▶ [What to produce] Copy out the conference announcement from "- Libre-/Openoffice Template" down to "conference system (EasyChair).", putting "OpenConf" wherever "EasyChair" appears.

▶ [Excerpt provided]
● ● ● ● ● ● ●

5th Conference on CMC and Social Media Corpora for the Humanities (cmccorpora17)
The 5th conference on CMC and Social Media Corpora for the Humanities will be held in Bolzano/Bozen, Italy on 3-4 October 2017 and will focus on the collection, analysis and processing of mono and multimodal, synchronous and asynchronous communications. The focus will encompass different CMC genres. These include, but are not limited to, discussion forums, blogs, newsgroups, emails, SMS and WhatsApp, text chats, wiki discussions, social network exchanges (such as Facebook, Twitter, Linkedin), discussions in multimodal and/or 3D environments (virtual worlds, gaming worlds).
The conference will bring together researchers who are interested in the collection, organization, processing, analysis and sharing of CMC data for research purposes. We invite submissions on corpus analysis of various types of CMC data for linguistic or applied linguistic purposes and Natural Language Processing.
The conference is hosted by Eurac Research and will include a post-conference workshop on using the TEI for annotating CMC and social media resources (5 October). It will be followed by the 4th Learner Corpus Research Conference, which will be held at the same venue from 5-7 October.
Topics of interest
- Development of CMC corpora
- Building CMC corpora: from data collection to publication
- Open data for research on CMC: questions of ethics and rights
- Annotation of CMC genres: representation of CMC genres, annotation of linguistic phenomena, metadata
- Multimodal corpora
- Analysis of CMC corpora
- Sociolinguistic studies of CMC
- Discourse analysis of CMC
- Linguistic characteristics of CMC
- Multimodal aspects of CMC
- Language in contact and code-switching in CMC
- CMC in language learning & teaching
- Natural Language Processing of CMC
- PoS Tagging
- Syntactic parsing
- Named-entity recognition
We invite submissions for papers, posters and software/corpus demonstrations on any topic relevant to the above list of themes. For this conference, we are requesting extended abstracts (2-4 pages) in English. All abstracts will be peer-reviewed by the scientific committee. All submissions should follow the template which you can download here:
- MSWord Template (Example document)
- Libre-/Openoffice Template (Example document)
- LaTeX Package (Example included)
Please submit your paper via the online conference system (EasyChair).
Paper presentations will consist of a 20 minute talk followed by 10 minutes for questions and discussion. The poster presentationand software/corpus demonstration session will be opened with each presenter/demonstrator giving a one-minute ‘teaser talk.’ Accepted papers will be published in online proceedings before the conference. After the conference, authors of best-reviewed papers will be invited to submit extended versions of their papers to be published in an edited monograph to appear in 2018.

● ● ● ● ● ● ●

▶ [Given entries]

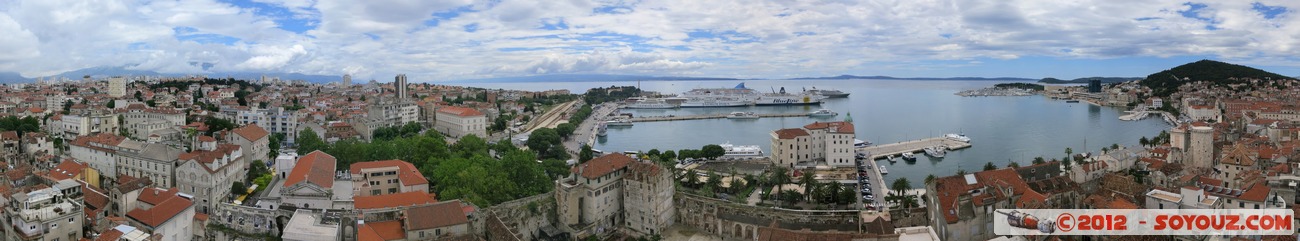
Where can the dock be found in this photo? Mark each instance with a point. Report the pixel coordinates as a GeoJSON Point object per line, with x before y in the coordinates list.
{"type": "Point", "coordinates": [879, 151]}
{"type": "Point", "coordinates": [710, 116]}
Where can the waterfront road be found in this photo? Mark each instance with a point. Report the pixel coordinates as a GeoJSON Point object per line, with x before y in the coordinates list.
{"type": "Point", "coordinates": [585, 132]}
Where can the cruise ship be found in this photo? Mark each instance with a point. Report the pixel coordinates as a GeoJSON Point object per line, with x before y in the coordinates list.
{"type": "Point", "coordinates": [719, 97]}
{"type": "Point", "coordinates": [831, 93]}
{"type": "Point", "coordinates": [739, 151]}
{"type": "Point", "coordinates": [783, 98]}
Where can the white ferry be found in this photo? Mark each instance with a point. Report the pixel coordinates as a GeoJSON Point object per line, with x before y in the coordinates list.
{"type": "Point", "coordinates": [737, 151]}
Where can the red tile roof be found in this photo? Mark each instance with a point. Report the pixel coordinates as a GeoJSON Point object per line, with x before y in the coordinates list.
{"type": "Point", "coordinates": [380, 231]}
{"type": "Point", "coordinates": [397, 199]}
{"type": "Point", "coordinates": [251, 132]}
{"type": "Point", "coordinates": [169, 207]}
{"type": "Point", "coordinates": [406, 171]}
{"type": "Point", "coordinates": [316, 167]}
{"type": "Point", "coordinates": [791, 133]}
{"type": "Point", "coordinates": [602, 166]}
{"type": "Point", "coordinates": [460, 111]}
{"type": "Point", "coordinates": [438, 215]}
{"type": "Point", "coordinates": [69, 168]}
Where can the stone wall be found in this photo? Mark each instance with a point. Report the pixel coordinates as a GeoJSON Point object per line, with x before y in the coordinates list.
{"type": "Point", "coordinates": [733, 220]}
{"type": "Point", "coordinates": [519, 219]}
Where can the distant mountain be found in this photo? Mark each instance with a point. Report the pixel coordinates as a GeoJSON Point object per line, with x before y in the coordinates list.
{"type": "Point", "coordinates": [1104, 80]}
{"type": "Point", "coordinates": [1166, 82]}
{"type": "Point", "coordinates": [585, 78]}
{"type": "Point", "coordinates": [915, 78]}
{"type": "Point", "coordinates": [103, 72]}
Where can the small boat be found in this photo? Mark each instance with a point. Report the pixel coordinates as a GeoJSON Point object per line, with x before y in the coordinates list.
{"type": "Point", "coordinates": [742, 116]}
{"type": "Point", "coordinates": [960, 137]}
{"type": "Point", "coordinates": [909, 156]}
{"type": "Point", "coordinates": [936, 151]}
{"type": "Point", "coordinates": [823, 113]}
{"type": "Point", "coordinates": [619, 123]}
{"type": "Point", "coordinates": [859, 143]}
{"type": "Point", "coordinates": [739, 151]}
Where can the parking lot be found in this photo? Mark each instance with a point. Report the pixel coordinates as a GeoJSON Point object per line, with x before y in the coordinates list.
{"type": "Point", "coordinates": [871, 188]}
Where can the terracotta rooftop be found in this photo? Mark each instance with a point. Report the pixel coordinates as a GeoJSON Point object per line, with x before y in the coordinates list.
{"type": "Point", "coordinates": [791, 133]}
{"type": "Point", "coordinates": [69, 168]}
{"type": "Point", "coordinates": [406, 171]}
{"type": "Point", "coordinates": [437, 215]}
{"type": "Point", "coordinates": [397, 199]}
{"type": "Point", "coordinates": [169, 207]}
{"type": "Point", "coordinates": [316, 168]}
{"type": "Point", "coordinates": [460, 111]}
{"type": "Point", "coordinates": [380, 231]}
{"type": "Point", "coordinates": [251, 132]}
{"type": "Point", "coordinates": [602, 166]}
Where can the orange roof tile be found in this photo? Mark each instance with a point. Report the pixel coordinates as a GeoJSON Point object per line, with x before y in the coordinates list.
{"type": "Point", "coordinates": [380, 231]}
{"type": "Point", "coordinates": [460, 111]}
{"type": "Point", "coordinates": [789, 133]}
{"type": "Point", "coordinates": [602, 166]}
{"type": "Point", "coordinates": [316, 167]}
{"type": "Point", "coordinates": [397, 199]}
{"type": "Point", "coordinates": [406, 171]}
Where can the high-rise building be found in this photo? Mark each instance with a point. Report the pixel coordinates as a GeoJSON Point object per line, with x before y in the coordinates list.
{"type": "Point", "coordinates": [399, 84]}
{"type": "Point", "coordinates": [117, 86]}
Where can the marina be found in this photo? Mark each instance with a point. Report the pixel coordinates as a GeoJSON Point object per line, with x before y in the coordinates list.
{"type": "Point", "coordinates": [911, 147]}
{"type": "Point", "coordinates": [710, 116]}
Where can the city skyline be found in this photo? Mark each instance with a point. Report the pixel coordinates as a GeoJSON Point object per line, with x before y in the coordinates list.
{"type": "Point", "coordinates": [443, 41]}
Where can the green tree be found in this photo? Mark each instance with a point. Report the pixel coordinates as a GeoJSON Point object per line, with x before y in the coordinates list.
{"type": "Point", "coordinates": [585, 154]}
{"type": "Point", "coordinates": [566, 129]}
{"type": "Point", "coordinates": [901, 185]}
{"type": "Point", "coordinates": [541, 141]}
{"type": "Point", "coordinates": [238, 188]}
{"type": "Point", "coordinates": [307, 142]}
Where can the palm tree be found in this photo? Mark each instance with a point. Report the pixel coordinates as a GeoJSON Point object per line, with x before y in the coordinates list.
{"type": "Point", "coordinates": [901, 185]}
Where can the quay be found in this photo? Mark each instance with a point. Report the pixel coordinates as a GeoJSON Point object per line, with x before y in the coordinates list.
{"type": "Point", "coordinates": [879, 151]}
{"type": "Point", "coordinates": [709, 116]}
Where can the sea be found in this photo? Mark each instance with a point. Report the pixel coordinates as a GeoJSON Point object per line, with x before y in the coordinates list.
{"type": "Point", "coordinates": [1002, 129]}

● ● ● ● ● ● ●

▶ [Output for this task]
- Libre-/Openoffice Template (Example document)
- LaTeX Package (Example included)
Please submit your paper via the online conference system (OpenConf).